# [Selected text]
#####
What the trials actually show
Picture the version of you who has been taking 500 mg of citicoline every morning for two months. Sit-down focus on a hard task gets a little easier; the second hour, when your attention used to drift, holds a little better. Not a stimulant lift, not a click. A small, steady change that shows up on a stopwatch attention task more reliably than in your felt experience. That's roughly what the cleanest healthy-adult trial produced β and roughly what the literature consistently produces in healthy people: real but small.
The signal gets bigger when the starting point is lower. In older adults whose memory has started to slip β early vascular cognitive impairment, mild Alzheimer's β these compounds preserved memory scores for months in trials where the untreated arms declined. The Cochrane review of citicoline in cognitive disorders of the elderly pooled ten trials and landed on modest, real benefit on memory and behaviour, with the usual caveats about size and sponsorship Fioravanti 2005.
What didn't work: the big swings. The two largest, best-funded trials in this whole literature gave a much higher dose for acute brain injury β 2 grams a day after stroke, 2 grams a day after severe head injury β and got nothing. Functional recovery, cognitive recovery, mortality: indistinguishable from placebo. Citicoline is not a stroke drug; the marketing residue that says otherwise is from older, smaller trials the big ones failed to replicate.
For alpha-GPC, there is a separate, narrower claim worth taking seriously: peak force on max-effort lifts. Two small trials in trained lifters found about a 14% bump in peak bench-press force taken about an hour before the heaviest set. Useful for a meet day; not a substitute for caffeine, and it does not feel like one.
How to take it
Doses are not adventurous. The cognitive trials that produced the cleanest signals used the lower end of the range, and going higher mostly does not buy more effect. Take with food in the morning β both can produce mild evening alertness if dosed late.
Trials in older adults have run citicoline at 1 g/day for nine months without trouble; the higher dose buys a little more in cognitively-declining populations and nothing extra in healthy ones. The acute-injury trials that tested 2 g/day got no benefit at any endpoint β that dose has no remaining use case outside research.
When to skip β and when to switch to citicoline
The day-to-day safety profile is benign: rare stomach upset, occasional headache, mild insomnia if dosed too late. The two large stroke and head-injury trials, running thousands of patients at the high 2 g/day dose, found no serious-event signal versus placebo DΓ‘valos 2012 Zafonte 2012. Two specific cardiovascular cautions are worth knowing about anyway.
#####
# [Required actions]
#1 According to the citicoline text, why should the dose be taken in the morning?
#2 Reproduce the stretch of the citicoline text from "What didn't work: the" through "feel like one.".
#3 Answer the following from the citicoline text:
(a) How many trials did the Cochrane review of citicoline in cognitive disorders of the elderly pool?
(b) What daily dose did the two largest trials give for acute brain injury?
(c) By about what percentage did peak bench-press force rise in the two alpha-GPC trials in trained lifters?

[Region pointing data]
#####
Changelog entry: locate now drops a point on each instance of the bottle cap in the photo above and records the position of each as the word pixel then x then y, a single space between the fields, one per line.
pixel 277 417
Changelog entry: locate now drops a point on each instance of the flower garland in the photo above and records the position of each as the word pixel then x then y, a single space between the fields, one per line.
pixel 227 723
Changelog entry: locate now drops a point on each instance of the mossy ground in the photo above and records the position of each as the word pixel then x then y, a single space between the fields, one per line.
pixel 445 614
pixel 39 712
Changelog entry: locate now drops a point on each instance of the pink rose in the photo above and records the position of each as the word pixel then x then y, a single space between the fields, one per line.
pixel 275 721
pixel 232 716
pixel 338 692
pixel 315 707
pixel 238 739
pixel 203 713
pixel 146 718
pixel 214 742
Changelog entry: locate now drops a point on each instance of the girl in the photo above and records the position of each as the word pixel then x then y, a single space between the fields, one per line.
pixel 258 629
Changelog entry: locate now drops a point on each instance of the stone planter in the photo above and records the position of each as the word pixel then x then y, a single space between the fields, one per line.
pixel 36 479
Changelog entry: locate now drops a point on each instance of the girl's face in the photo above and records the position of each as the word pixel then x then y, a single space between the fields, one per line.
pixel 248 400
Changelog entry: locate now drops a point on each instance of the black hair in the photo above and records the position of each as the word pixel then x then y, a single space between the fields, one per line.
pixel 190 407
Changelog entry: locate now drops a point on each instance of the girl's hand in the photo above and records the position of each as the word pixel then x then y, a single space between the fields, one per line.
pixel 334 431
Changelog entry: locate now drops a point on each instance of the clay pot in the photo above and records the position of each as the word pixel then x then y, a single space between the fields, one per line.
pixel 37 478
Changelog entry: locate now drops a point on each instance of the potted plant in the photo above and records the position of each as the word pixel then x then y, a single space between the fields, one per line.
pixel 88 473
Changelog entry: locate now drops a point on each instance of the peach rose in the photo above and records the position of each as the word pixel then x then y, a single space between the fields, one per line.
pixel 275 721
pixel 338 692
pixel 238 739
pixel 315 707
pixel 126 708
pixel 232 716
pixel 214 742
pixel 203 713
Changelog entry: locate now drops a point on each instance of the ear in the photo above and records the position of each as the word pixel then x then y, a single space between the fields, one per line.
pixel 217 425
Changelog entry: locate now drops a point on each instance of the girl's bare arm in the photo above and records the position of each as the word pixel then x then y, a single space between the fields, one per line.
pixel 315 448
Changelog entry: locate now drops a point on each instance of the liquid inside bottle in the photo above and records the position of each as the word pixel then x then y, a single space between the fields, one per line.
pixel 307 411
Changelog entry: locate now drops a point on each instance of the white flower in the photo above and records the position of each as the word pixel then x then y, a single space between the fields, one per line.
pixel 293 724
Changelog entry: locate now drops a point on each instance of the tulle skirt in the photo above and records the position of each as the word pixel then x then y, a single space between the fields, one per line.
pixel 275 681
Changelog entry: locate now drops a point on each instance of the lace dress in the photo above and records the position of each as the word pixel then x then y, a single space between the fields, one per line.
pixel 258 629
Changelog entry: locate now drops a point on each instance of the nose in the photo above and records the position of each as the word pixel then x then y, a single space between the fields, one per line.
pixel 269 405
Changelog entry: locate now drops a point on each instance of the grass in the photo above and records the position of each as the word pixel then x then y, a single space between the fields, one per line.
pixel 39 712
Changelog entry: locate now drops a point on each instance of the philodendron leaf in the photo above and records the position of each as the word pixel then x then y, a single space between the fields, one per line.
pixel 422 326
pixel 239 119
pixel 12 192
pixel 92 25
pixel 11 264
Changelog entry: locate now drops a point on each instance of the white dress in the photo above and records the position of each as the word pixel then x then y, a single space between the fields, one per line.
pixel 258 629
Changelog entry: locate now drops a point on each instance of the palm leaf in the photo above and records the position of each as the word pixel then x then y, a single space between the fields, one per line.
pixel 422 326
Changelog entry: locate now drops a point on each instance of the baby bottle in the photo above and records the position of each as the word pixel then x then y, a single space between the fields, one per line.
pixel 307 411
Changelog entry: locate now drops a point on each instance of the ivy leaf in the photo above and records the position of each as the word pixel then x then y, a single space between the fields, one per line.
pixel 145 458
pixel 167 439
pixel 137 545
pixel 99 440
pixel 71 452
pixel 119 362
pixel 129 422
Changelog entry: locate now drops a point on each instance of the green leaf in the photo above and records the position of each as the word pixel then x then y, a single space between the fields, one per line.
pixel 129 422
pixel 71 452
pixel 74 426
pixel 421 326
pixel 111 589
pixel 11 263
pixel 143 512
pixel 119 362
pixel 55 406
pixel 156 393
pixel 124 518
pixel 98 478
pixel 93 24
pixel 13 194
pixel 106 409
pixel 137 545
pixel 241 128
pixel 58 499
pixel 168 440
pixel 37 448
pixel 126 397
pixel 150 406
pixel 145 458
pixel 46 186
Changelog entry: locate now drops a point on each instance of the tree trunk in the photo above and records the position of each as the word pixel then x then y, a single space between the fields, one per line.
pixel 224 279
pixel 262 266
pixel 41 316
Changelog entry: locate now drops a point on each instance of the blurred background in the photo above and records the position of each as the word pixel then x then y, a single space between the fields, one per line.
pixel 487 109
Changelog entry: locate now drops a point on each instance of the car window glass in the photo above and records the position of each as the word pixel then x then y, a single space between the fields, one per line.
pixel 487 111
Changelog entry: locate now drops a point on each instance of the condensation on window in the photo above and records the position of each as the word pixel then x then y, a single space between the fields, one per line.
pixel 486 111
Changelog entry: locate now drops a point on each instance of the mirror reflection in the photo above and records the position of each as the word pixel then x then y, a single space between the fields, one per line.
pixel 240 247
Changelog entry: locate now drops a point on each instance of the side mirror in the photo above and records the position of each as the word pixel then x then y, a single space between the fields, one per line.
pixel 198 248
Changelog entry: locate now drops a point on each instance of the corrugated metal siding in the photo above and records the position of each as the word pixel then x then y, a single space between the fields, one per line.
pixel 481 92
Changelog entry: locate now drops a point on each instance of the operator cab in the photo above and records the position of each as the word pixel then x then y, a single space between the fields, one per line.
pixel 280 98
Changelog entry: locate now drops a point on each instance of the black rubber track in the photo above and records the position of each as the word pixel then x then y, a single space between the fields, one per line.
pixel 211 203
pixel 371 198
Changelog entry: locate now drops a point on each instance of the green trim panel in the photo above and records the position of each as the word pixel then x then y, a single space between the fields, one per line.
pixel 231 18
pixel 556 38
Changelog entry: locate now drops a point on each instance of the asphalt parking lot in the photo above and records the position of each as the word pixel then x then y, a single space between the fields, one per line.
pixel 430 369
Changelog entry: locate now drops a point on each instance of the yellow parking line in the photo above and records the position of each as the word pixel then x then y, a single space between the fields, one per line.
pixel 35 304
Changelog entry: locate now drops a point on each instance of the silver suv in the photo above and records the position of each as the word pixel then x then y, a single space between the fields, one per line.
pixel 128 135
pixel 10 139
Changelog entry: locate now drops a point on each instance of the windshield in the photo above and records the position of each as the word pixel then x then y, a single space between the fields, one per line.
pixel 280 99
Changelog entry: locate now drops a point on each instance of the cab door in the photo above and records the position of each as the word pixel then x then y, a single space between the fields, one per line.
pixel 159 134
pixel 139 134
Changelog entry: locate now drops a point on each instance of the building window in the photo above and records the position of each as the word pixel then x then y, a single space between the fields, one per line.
#####
# [Results]
#1 Both compounds can produce mild evening alertness if they are dosed late, so the text advises taking them with food in the morning.

#2
What didn't work: the big swings. The two largest, best-funded trials in this whole literature gave a much higher dose for acute brain injury β 2 grams a day after stroke, 2 grams a day after severe head injury β and got nothing. Functional recovery, cognitive recovery, mortality: indistinguishable from placebo. Citicoline is not a stroke drug; the marketing residue that says otherwise is from older, smaller trials the big ones failed to replicate.
For alpha-GPC, there is a separate, narrower claim worth taking seriously: peak force on max-effort lifts. Two small trials in trained lifters found about a 14% bump in peak bench-press force taken about an hour before the heaviest set. Useful for a meet day; not a substitute for caffeine, and it does not feel like one.

#3
(a) Ten trials.
(b) 2 grams a day.
(c) About 14%.